***** Data in this exercise

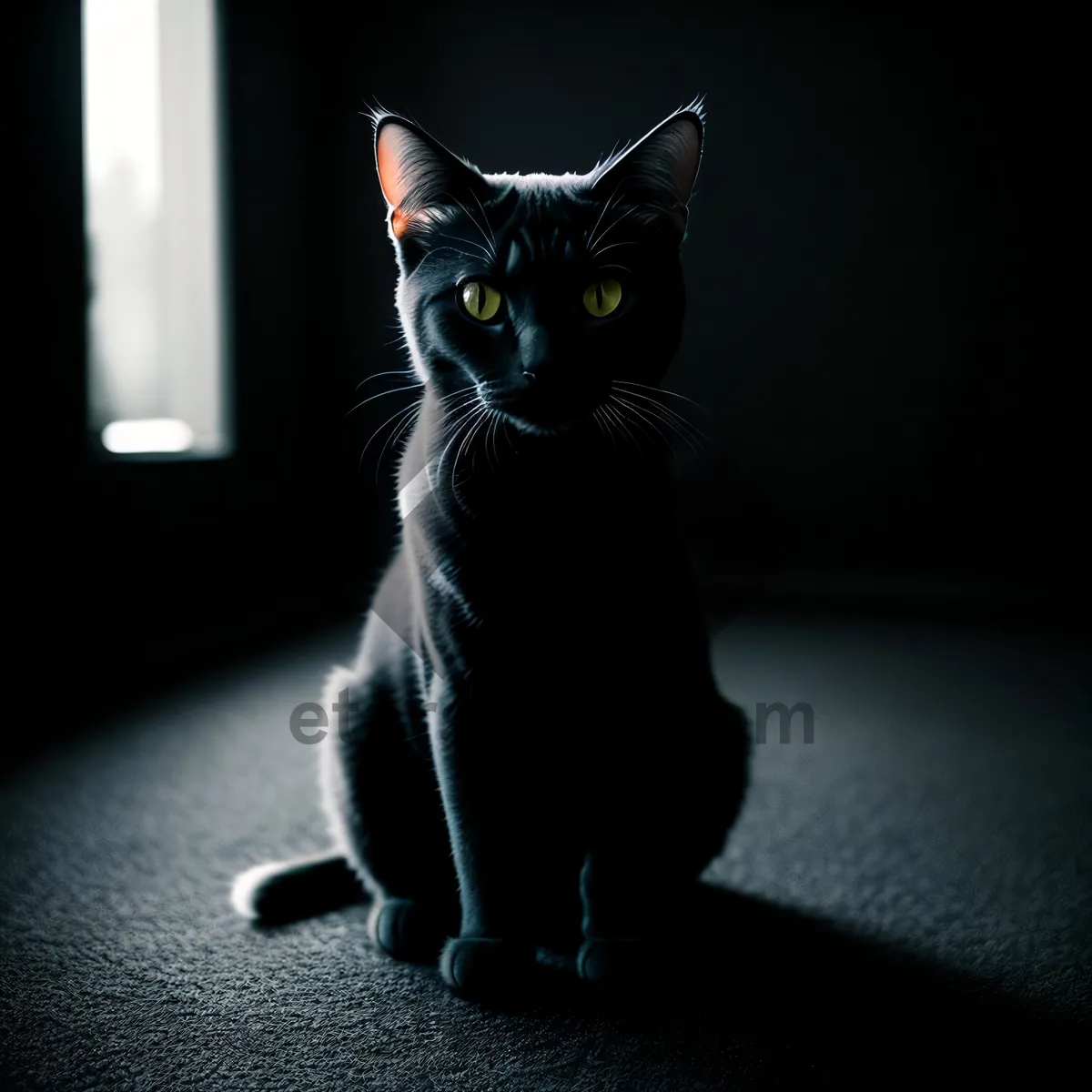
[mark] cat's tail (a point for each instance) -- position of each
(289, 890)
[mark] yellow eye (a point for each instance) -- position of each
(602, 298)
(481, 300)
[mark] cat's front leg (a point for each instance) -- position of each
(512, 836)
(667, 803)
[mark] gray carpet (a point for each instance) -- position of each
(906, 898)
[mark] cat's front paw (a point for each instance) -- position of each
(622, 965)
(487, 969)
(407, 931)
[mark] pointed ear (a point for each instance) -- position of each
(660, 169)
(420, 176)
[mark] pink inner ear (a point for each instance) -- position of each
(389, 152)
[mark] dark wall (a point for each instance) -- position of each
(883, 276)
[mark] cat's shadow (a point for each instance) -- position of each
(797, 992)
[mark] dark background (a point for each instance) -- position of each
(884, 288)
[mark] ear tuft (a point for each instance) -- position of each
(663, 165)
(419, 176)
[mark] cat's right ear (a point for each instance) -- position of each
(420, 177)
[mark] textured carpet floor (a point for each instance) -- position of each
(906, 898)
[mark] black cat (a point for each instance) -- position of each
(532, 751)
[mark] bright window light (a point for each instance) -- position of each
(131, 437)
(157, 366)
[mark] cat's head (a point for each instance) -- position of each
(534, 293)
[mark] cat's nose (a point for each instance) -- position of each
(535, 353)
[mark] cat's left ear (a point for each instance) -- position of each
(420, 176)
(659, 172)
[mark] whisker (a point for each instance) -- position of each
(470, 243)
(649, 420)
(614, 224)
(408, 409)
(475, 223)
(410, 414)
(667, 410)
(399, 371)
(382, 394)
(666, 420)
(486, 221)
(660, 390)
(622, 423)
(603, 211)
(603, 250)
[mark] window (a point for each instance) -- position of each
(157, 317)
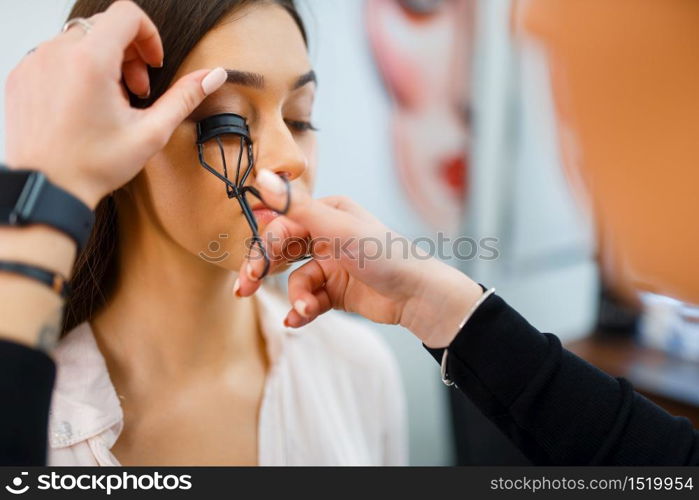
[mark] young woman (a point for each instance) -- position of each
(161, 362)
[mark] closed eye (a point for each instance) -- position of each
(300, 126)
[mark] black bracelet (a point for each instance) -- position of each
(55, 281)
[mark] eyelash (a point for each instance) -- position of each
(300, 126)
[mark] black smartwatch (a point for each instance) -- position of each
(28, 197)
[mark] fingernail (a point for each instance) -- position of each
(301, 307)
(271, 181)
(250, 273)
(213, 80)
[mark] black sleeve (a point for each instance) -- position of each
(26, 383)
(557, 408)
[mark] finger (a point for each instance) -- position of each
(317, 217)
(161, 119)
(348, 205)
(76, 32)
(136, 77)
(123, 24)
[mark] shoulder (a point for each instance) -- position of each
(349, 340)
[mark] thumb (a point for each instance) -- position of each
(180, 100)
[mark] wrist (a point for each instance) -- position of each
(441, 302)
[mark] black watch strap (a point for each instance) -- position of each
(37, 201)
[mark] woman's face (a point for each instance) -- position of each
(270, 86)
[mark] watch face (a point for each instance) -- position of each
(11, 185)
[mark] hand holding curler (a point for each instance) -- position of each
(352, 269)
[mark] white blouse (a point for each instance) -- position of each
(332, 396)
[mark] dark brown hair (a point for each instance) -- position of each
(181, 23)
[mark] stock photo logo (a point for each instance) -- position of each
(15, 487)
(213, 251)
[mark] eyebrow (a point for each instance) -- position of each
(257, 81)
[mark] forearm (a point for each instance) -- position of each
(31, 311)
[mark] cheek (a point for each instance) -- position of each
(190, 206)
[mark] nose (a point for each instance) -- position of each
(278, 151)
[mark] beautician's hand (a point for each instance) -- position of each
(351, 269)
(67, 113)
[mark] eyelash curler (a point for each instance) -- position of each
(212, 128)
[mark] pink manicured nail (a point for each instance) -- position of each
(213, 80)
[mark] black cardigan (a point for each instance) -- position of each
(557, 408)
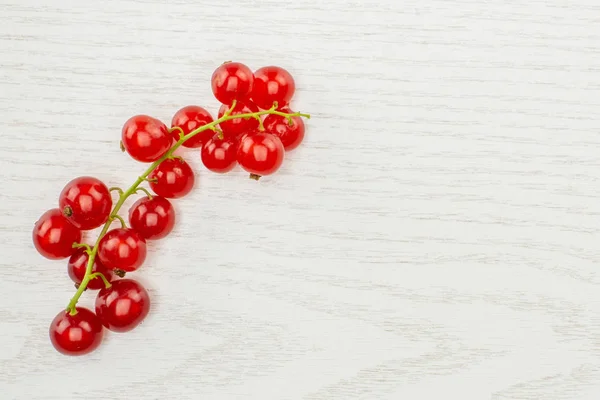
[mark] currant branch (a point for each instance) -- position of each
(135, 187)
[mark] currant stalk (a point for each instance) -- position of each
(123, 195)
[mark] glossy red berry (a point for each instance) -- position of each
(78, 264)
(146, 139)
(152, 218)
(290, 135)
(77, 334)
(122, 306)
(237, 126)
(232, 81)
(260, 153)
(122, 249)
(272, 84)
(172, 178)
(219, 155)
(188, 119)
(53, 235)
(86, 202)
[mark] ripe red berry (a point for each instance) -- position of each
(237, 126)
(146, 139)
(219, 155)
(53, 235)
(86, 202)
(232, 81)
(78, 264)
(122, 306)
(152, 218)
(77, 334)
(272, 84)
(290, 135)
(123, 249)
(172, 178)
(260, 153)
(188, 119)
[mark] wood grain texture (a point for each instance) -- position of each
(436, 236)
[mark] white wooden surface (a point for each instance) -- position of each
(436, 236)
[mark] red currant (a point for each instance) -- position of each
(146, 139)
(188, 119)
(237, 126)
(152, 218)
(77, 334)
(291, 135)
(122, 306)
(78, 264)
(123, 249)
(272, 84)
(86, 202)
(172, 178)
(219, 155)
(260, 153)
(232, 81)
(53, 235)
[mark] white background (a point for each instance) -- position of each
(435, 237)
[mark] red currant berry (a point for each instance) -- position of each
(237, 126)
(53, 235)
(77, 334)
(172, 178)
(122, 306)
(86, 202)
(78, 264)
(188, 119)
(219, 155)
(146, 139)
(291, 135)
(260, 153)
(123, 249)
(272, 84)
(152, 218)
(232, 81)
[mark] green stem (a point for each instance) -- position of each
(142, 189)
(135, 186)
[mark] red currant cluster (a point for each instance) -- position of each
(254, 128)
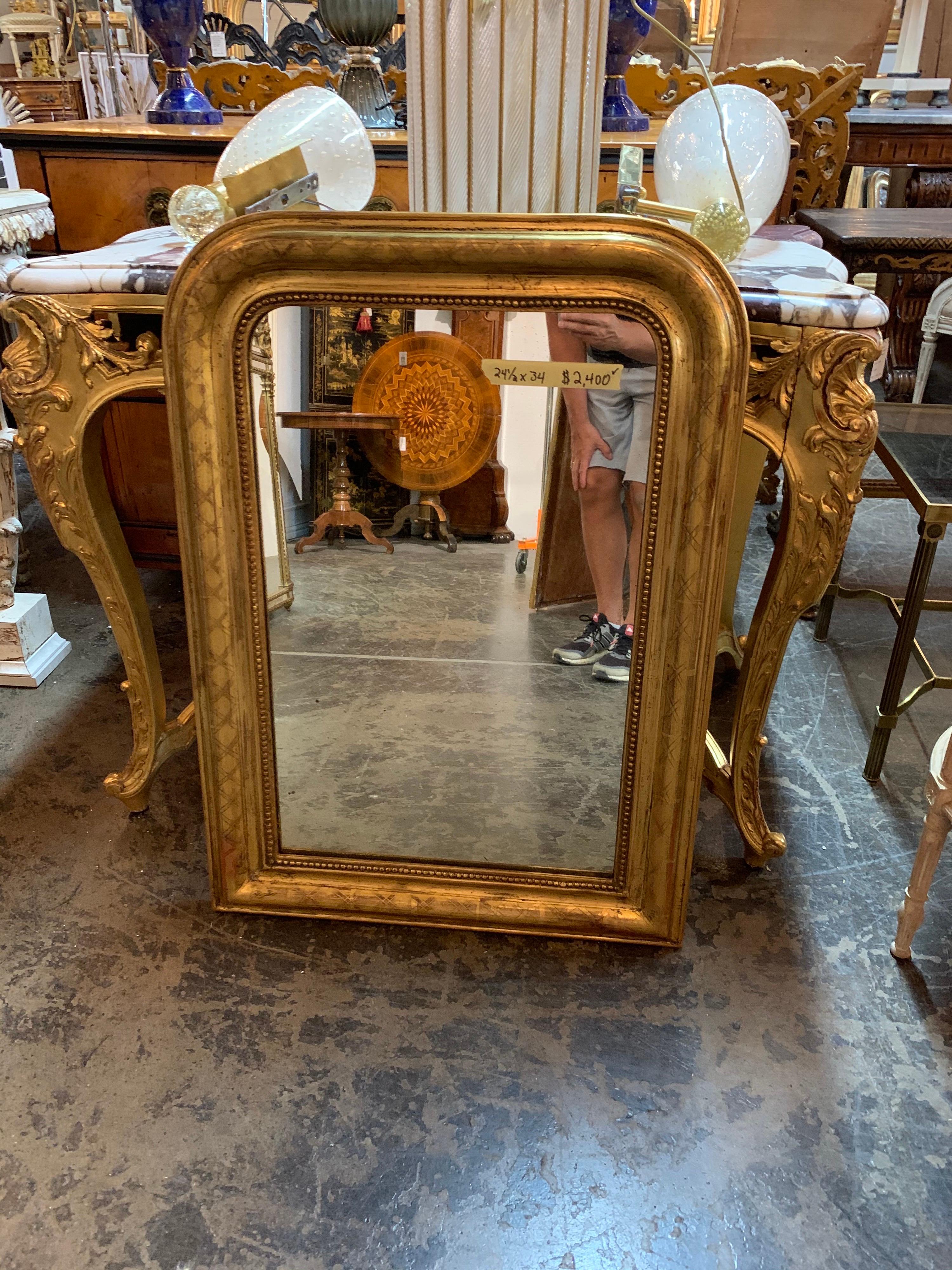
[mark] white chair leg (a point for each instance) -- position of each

**********
***** Data in this exercise

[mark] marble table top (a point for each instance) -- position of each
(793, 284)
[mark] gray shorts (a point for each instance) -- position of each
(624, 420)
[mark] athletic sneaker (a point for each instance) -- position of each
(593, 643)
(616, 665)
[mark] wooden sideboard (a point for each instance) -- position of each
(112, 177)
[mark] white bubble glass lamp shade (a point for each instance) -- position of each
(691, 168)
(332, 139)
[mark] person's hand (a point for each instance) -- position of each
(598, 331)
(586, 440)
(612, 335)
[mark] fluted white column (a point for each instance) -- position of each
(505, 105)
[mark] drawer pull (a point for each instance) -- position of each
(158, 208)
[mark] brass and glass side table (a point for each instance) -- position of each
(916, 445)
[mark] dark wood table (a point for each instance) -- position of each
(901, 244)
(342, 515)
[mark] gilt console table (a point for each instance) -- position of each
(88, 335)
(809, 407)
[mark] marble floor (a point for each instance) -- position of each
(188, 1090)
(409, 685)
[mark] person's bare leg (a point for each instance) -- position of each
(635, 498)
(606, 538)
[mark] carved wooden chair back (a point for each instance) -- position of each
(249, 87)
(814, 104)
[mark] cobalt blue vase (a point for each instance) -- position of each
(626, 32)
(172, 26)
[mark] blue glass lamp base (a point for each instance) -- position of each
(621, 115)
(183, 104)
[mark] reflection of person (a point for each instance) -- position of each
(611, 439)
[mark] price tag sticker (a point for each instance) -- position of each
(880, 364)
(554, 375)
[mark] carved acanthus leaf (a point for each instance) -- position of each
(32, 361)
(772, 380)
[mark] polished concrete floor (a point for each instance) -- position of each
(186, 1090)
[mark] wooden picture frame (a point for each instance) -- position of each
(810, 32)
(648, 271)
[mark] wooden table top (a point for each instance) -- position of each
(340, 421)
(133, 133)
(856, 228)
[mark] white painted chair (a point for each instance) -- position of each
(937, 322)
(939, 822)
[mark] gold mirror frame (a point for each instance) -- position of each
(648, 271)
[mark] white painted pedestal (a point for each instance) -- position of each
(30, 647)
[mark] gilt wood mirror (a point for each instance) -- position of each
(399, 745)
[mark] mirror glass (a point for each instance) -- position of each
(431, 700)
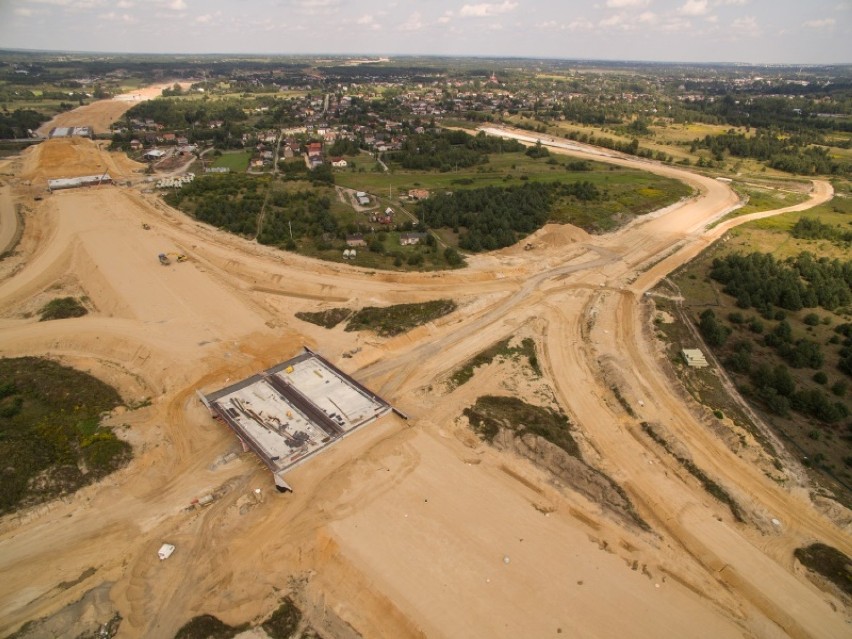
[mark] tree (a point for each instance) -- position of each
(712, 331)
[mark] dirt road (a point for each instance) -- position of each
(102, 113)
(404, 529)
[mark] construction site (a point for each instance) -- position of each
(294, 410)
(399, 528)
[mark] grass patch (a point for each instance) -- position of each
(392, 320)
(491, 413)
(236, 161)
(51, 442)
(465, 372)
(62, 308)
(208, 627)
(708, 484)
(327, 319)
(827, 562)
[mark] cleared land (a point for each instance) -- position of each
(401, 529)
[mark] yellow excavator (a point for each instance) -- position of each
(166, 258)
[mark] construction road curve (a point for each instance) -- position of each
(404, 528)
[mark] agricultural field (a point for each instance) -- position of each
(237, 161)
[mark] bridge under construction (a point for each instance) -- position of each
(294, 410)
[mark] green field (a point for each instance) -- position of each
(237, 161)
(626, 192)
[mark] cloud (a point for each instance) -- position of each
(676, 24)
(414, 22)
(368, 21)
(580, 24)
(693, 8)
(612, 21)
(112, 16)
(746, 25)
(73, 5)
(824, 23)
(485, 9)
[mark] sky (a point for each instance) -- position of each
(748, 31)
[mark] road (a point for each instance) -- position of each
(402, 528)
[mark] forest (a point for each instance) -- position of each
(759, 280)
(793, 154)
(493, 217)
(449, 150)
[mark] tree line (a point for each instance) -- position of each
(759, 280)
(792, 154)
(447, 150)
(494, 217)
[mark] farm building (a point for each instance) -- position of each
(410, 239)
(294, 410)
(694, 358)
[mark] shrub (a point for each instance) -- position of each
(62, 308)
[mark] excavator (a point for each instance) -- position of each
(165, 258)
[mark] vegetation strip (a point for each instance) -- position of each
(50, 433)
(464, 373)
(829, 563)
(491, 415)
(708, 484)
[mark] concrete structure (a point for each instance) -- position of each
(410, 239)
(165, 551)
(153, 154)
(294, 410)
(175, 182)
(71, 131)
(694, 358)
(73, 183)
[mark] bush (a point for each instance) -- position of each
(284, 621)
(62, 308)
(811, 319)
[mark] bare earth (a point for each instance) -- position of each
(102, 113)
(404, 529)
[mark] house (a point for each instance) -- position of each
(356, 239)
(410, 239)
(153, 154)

**********

Do this:
Filter the records above, copying out every line that contains the word "lamp".

Output for this task:
[mark] white bubble glass lamp shade (a point for each instance) -- position of each
[mark] blue glass lamp base (a point for each instance) -- position of each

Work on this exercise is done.